- [EXERCISE INSTRUCTIONS] Please reproduce, exactly and in full, the lines from the one containing "Your task is to locate the wood grain" to the end of the material below.

= Beginning of Section =

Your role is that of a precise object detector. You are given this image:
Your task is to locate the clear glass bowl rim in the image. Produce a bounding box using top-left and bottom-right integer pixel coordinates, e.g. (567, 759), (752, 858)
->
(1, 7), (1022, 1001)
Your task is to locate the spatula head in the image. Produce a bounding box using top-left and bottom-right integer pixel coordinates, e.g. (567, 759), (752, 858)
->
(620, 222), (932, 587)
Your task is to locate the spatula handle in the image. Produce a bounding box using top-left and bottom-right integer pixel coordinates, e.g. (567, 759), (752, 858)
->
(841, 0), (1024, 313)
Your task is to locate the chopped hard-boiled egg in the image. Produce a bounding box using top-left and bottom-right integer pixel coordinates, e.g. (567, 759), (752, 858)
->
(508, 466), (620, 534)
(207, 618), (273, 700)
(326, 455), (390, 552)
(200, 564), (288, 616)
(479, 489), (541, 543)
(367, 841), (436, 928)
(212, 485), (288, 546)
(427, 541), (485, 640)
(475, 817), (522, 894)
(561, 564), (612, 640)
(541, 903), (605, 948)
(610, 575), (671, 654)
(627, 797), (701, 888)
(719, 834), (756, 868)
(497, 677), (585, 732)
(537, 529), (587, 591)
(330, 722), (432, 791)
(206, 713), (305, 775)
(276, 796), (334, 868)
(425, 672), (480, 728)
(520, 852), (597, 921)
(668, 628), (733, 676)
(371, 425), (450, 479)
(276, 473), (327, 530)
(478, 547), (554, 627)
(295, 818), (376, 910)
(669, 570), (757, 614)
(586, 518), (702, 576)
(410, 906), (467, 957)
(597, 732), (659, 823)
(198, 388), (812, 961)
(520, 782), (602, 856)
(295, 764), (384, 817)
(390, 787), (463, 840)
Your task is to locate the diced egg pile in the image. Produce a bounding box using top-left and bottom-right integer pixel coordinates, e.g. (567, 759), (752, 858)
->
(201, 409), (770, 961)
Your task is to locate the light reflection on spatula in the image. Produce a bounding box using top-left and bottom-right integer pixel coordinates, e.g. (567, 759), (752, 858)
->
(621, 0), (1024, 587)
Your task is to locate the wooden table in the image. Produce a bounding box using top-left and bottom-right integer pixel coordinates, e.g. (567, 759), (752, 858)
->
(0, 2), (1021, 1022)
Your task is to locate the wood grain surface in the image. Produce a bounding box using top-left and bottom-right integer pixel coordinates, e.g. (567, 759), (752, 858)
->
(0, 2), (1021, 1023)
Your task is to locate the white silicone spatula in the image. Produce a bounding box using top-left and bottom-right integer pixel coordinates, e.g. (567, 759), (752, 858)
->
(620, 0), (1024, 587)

= End of Section =

- [SOLUTION TO THE PROBLEM]
Your task is to locate the wood grain surface in the image. Produce a bounding box using top-left and bottom-right integer pixel coordinates, e.g. (567, 759), (752, 858)
->
(0, 2), (1021, 1023)
Your task is to locate the white silicone spatula in the image. Produce a bounding box using top-left and bottom-right integer pixel coordinates, e.g. (567, 759), (752, 858)
->
(620, 0), (1024, 587)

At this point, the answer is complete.